▶ _Goal_: Rewrite the records below, changing every occurrence of "grassy hill" to "green slope" and keeping all other text unchanged.

▶ _Excerpted records_:
=====

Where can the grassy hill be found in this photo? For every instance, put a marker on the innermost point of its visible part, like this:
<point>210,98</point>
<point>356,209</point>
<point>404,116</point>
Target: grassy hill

=====

▶ _Answer_:
Where can the green slope be found in this photo? For every instance, put a marker on the innermost point of its visible part, like this:
<point>210,98</point>
<point>356,209</point>
<point>404,116</point>
Target: green slope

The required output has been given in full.